▶ **Supplied entries**
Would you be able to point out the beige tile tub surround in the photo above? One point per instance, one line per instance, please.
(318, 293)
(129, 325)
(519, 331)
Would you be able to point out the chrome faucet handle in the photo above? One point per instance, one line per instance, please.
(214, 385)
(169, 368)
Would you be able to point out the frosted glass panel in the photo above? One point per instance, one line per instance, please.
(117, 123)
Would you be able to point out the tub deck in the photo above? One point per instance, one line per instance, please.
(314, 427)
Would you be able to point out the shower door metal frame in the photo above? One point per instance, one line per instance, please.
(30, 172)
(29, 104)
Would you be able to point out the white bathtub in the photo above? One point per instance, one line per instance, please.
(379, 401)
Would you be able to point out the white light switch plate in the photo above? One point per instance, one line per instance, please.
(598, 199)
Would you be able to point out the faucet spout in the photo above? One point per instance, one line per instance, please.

▶ **Task brief**
Copy every line of the records, leaving nothing out.

▶ **Answer for this exercise**
Would you be able to point out the beige tile tub surround in the photo above? One point per instance, one line per instance, please.
(318, 293)
(129, 325)
(519, 331)
Would you be able to point out the chrome faucet handle in the photo above? One point per instance, one line per instance, please.
(214, 385)
(169, 368)
Would you be able to point out the frosted glass panel in the photo above? One point per instance, one line per instance, please.
(117, 123)
Would you be able to point out the tub deck in the photo above? One point per instance, one line per instance, please.
(314, 427)
Would you be able to point out the shower door metal frame in the photo above? One point per instance, one line per instance, please.
(30, 172)
(29, 104)
Would you be able to point out the white bathtub in the photo above? One point per instance, one line per instance, please.
(379, 401)
Would you be able to point out the white light switch plate in the photo above? One point per instance, one line per instance, please.
(598, 199)
Would you be able to point out the faucet spout in the photo above? One point per instance, one line per instance, please.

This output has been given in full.